Task goal: Reproduce all entries verbatim, with nothing added or dropped.

Data excerpts:
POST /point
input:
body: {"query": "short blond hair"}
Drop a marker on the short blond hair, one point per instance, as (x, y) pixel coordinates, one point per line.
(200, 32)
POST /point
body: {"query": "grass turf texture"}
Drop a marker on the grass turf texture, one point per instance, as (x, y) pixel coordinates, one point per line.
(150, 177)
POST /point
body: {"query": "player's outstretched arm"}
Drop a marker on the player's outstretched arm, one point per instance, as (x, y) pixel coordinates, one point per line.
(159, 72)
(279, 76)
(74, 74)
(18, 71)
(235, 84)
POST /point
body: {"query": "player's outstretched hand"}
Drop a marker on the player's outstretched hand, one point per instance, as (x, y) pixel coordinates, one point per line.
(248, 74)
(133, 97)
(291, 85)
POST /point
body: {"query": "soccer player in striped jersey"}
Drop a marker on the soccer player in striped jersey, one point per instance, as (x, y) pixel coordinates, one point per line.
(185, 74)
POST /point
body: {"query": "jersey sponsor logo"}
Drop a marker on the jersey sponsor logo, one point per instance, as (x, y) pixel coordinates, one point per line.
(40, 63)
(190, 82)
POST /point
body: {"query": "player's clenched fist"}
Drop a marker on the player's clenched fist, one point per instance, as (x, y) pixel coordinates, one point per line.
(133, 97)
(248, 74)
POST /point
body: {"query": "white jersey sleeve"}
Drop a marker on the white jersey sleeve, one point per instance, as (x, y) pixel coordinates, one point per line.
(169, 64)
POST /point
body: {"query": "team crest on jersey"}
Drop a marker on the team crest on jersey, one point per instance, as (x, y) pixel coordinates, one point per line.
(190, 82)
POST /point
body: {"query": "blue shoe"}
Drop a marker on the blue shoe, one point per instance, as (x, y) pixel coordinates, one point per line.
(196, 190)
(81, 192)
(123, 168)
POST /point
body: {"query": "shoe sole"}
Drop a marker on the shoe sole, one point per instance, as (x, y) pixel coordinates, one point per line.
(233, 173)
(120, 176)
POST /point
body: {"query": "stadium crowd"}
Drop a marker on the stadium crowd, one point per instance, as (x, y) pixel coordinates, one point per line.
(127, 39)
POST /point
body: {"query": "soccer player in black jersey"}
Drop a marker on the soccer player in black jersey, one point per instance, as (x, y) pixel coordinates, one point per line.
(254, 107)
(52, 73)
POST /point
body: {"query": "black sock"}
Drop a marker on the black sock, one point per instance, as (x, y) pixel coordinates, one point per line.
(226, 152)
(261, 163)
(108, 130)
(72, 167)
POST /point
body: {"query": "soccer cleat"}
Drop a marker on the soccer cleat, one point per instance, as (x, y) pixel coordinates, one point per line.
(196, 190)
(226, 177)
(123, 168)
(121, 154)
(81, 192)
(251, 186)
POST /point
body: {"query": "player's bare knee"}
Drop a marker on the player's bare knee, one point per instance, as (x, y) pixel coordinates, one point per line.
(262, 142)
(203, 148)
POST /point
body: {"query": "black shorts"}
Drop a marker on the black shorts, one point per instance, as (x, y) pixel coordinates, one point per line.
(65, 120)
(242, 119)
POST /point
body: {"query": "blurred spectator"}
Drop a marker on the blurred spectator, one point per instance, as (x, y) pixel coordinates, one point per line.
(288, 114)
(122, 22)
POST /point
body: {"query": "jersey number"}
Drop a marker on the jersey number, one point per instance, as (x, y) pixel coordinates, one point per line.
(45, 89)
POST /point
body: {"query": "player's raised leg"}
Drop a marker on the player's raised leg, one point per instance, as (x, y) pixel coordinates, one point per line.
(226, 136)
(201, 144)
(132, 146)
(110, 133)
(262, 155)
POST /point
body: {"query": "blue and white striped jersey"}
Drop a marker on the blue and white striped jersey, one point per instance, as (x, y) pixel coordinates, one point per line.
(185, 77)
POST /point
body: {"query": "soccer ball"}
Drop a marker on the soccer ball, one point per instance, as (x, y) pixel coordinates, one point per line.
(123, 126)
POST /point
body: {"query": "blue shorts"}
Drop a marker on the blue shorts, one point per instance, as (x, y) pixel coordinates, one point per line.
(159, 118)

Final result:
POST /point
input:
body: {"query": "short blond hair"}
Drop a marker on the short blond hair, one point per instance, as (x, y) pixel coordinates, one point per line.
(200, 32)
POST /point
body: {"query": "grass turf texture"}
Drop a marker on the grass turf texture, one point per instance, as (x, y) pixel coordinates, one point per line.
(150, 177)
POST /point
body: {"query": "player's outstretched arm"}
Drop a marker on the player's outstretched arm, one point per instance, as (x, y) pixel coordinates, one point per line.
(159, 72)
(279, 76)
(74, 74)
(18, 71)
(235, 84)
POST /point
body: {"query": "player's outstretched hand"}
Drop a marker on the player's outstretched hand, one point per instance, as (x, y) pixel coordinates, one point per line.
(248, 74)
(133, 97)
(291, 85)
POST /point
body: {"query": "soccer player in striped jersey"}
Drop a marker on the soccer player in striped jersey, one point per instance, as (x, y) pixel coordinates, one point per line.
(185, 74)
POST /point
body: {"query": "jersey sponsor logo"}
Drop a marker on the jersey sponsor logo, one point per instance, as (x, y) pixel coordinates, one point per line.
(40, 63)
(190, 82)
POST /point
body: {"query": "player's clenched fist"}
Drop a marker on the player's clenched fist, one point per instance, as (x, y) pixel coordinates, one point per line.
(133, 97)
(248, 74)
POST /point
body: {"query": "white jersey sleeve"}
Drop a marker on the white jersey sleeve, one point per instance, as (x, y) pixel coordinates, one point per line.
(169, 64)
POST /point
body: {"query": "team crest on jersey"}
Drop a marker on the team crest on jersey, one point per instance, as (x, y) pixel coordinates, one point per line.
(190, 82)
POST /point
body: {"query": "blue shoe"}
Drop a marker on the blue shoe, one point per instance, as (x, y) pixel coordinates, one point per line.
(196, 190)
(81, 192)
(123, 168)
POST /point
body: {"query": "shoe sole"}
Drop a marker on the shoe sole, one point per instance, as (x, y) pixel coordinates, one point per line.
(233, 173)
(120, 176)
POST /point
body: {"query": "stadium crowd"}
Drop a marker on the stadium crowd, one point per instance, as (x, y) pixel coordinates, one point per line.
(127, 39)
POST /point
body: {"query": "soccer player in black jersey"}
Drop a marker on the soccer player in black jersey, one point per instance, as (x, y) pixel coordinates, one point per line.
(254, 107)
(52, 73)
POST /point
body: {"query": "black sock"}
Drop a marker on the black sock, one point per instance, as (x, y) pixel coordinates, one point per line.
(226, 152)
(261, 163)
(108, 130)
(72, 167)
POST /point
body: {"query": "soccer cleat"}
Drop a marker on the soccer cleat, one point per instance, as (x, y) pixel coordinates, one point per line.
(196, 190)
(226, 177)
(123, 168)
(121, 154)
(81, 192)
(251, 186)
POST /point
body: {"query": "player's bare knee"}
Drop a marker on the player's bare knee, one point per instance, as (x, y) pixel coordinates, one point per line.
(262, 142)
(203, 148)
POST /point
body: {"query": "black shorts"}
Drop a marker on the black shorts, one point per instance, as (x, y) pixel coordinates, one point per line.
(65, 120)
(242, 119)
POST /point
body: {"query": "blurred spectator"}
Drop a marker on the blurred spectator, one point per instance, as (x, y) pixel coordinates, one point per line.
(288, 114)
(122, 22)
POST /point
body: {"query": "jersey number"}
Drop a marker on the jersey number, one point per instance, as (x, y) pixel coordinates, one point per line.
(45, 89)
POST /point
body: {"query": "player's raised leg"}
Drop a marker on the player's raised leg, one point per instance, as (x, y) pixel coordinates, one point per line.
(226, 136)
(201, 144)
(132, 146)
(110, 133)
(262, 155)
POST /point
body: {"query": "blue and white striped jersey"}
Drop a marker on the blue and white striped jersey, one point per instance, as (x, y) pixel coordinates, one point per line.
(185, 77)
POST /point
body: {"query": "soccer ball"}
Drop a marker on the soccer ball, one point per instance, as (x, y) pixel coordinates, one point per line.
(123, 126)
POST /point
body: {"query": "blue shorts"}
Drop a marker on the blue shorts, one point per instance, as (x, y) pixel coordinates, one point per line.
(159, 118)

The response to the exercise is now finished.